### Prompt
Write out every entry in full. Leave nothing out.

### Supplied data
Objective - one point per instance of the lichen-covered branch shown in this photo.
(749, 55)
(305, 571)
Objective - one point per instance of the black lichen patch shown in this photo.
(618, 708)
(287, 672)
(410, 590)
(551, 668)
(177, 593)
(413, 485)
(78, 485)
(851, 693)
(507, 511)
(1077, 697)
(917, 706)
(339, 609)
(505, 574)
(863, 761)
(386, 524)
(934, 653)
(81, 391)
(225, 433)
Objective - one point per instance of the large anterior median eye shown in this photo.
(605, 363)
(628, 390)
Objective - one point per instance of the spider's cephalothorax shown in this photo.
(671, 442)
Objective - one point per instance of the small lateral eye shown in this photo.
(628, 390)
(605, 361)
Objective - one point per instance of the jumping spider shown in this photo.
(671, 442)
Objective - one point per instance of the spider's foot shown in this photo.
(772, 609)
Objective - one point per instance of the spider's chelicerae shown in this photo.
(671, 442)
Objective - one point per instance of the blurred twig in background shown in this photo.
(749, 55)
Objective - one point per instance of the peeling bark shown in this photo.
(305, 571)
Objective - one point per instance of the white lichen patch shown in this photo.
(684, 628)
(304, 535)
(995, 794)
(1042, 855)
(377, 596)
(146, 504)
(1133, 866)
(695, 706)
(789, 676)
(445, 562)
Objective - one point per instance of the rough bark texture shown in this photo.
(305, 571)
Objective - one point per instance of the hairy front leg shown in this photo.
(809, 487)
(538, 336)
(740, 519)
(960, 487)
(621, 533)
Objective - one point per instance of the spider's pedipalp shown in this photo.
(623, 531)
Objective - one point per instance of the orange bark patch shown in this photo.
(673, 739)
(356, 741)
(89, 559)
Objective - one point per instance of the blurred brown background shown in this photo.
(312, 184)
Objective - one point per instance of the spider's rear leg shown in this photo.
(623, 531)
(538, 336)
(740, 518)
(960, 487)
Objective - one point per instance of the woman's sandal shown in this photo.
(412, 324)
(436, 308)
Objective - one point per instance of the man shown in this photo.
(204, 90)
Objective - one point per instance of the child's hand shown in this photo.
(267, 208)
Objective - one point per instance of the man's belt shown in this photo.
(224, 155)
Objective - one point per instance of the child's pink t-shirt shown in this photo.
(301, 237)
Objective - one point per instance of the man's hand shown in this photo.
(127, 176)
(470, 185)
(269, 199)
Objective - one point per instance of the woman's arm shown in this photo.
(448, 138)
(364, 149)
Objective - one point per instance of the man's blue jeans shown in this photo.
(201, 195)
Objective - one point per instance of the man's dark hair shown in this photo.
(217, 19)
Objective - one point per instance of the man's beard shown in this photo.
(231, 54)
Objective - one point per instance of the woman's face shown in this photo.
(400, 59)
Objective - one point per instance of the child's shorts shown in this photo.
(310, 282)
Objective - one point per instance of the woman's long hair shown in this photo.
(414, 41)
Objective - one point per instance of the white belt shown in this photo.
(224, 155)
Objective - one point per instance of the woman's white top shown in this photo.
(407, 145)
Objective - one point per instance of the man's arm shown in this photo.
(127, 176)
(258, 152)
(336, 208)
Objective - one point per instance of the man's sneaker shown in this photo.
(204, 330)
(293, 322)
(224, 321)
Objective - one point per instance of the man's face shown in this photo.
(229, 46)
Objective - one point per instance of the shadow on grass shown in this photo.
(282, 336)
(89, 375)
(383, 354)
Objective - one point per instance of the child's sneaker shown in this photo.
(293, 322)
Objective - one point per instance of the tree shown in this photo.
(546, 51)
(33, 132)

### Solution for this task
Objective - one point per instance of the lichen-covered branch shown in this photo.
(749, 55)
(305, 571)
Objective - one point per instance of the black lichen patch shown in this photo.
(618, 708)
(287, 672)
(410, 590)
(551, 668)
(177, 593)
(413, 485)
(78, 485)
(851, 693)
(507, 511)
(1077, 697)
(917, 706)
(339, 609)
(505, 574)
(863, 761)
(386, 524)
(934, 653)
(81, 391)
(225, 433)
Objective - one point per instance of the large anterior median eye shown in this photo.
(605, 363)
(628, 390)
Objective - one point per instance of the spider's cephalothorax shown in this photo.
(671, 442)
Objective - one point per instance of the small lateral eye shown in this photo.
(628, 390)
(605, 361)
Objective - one point per instance of the jumping spider shown in this photo.
(671, 442)
Objective - one point per instance of the spider's foot shown in this photo.
(772, 609)
Objective - one point per instance of the spider's chelicerae shown in this photo.
(671, 442)
Objective - one point per instance of the blurred twig in background shown in this photo.
(749, 55)
Objective - one point per instance of the peeling bark shown in this photo.
(305, 571)
Objective - one point per instance of the white lichen patch shown in this photo.
(684, 628)
(304, 535)
(995, 794)
(1042, 855)
(377, 596)
(146, 504)
(1133, 866)
(695, 706)
(789, 676)
(445, 562)
Objective - one point per instance of the rough bark texture shown in this photo.
(305, 571)
Objective - one point per instance of the hairy front leg shown in this photo.
(809, 487)
(538, 336)
(740, 519)
(960, 487)
(621, 533)
Objective - one point per instance of the spider's pedipalp shown in this photo.
(623, 531)
Objective - one point per instance of the orange bark patch shown in this photo.
(673, 739)
(356, 741)
(89, 559)
Objective - one point per instance of the blurred brown background shown in this photo.
(312, 184)
Objective - one point per instance of the spider's rear leg shown in this photo.
(623, 531)
(538, 336)
(740, 518)
(960, 487)
Objective - one point per instance of the woman's sandal shown in this photo.
(412, 324)
(436, 308)
Objective - one point per instance of the man shown in this photo.
(204, 90)
Objective - one point per instance of the child's hand shown in this photo.
(267, 208)
Objective - one point per instance of the man's belt shown in this photo.
(224, 155)
Objective - one point per instance of the child's pink t-shirt shown in this photo.
(301, 237)
Objective - one point per instance of the man's hand shown in this photo.
(127, 176)
(470, 185)
(269, 199)
Objective - one point per instance of the woman's arm shown in this photo.
(448, 138)
(364, 149)
Objective - one point per instance of the man's blue jeans shown in this photo.
(201, 195)
Objective - one point per instance of the man's dark hair shown in this photo.
(217, 19)
Objective - one point per instance of the man's beard shown in this photo.
(231, 54)
Objective - one point per instance of the woman's face shown in this photo.
(400, 59)
Objective - one point per instance of the child's shorts shown in this photo.
(310, 282)
Objective - one point per instance of the woman's long hair shown in this photo.
(414, 41)
Objective - one point per instance of the white belt shown in this photo.
(224, 155)
Objective - one point per instance of the woman's white top shown in this photo.
(407, 145)
Objective - one point per instance of the man's arm shown in this photo.
(127, 176)
(258, 152)
(336, 208)
Objective - one point per instance of the man's sneaker shown in this photo.
(204, 330)
(293, 322)
(224, 321)
Objective - one point per instance of the man's face shown in this photo.
(229, 46)
Objective - one point per instance of the shadow on grass shown in this photo.
(282, 336)
(89, 375)
(383, 354)
Objective - one point per instance of the child's sneaker shown in this photo.
(293, 322)
Objective - one point per instance of the tree shown in this photo.
(546, 51)
(33, 132)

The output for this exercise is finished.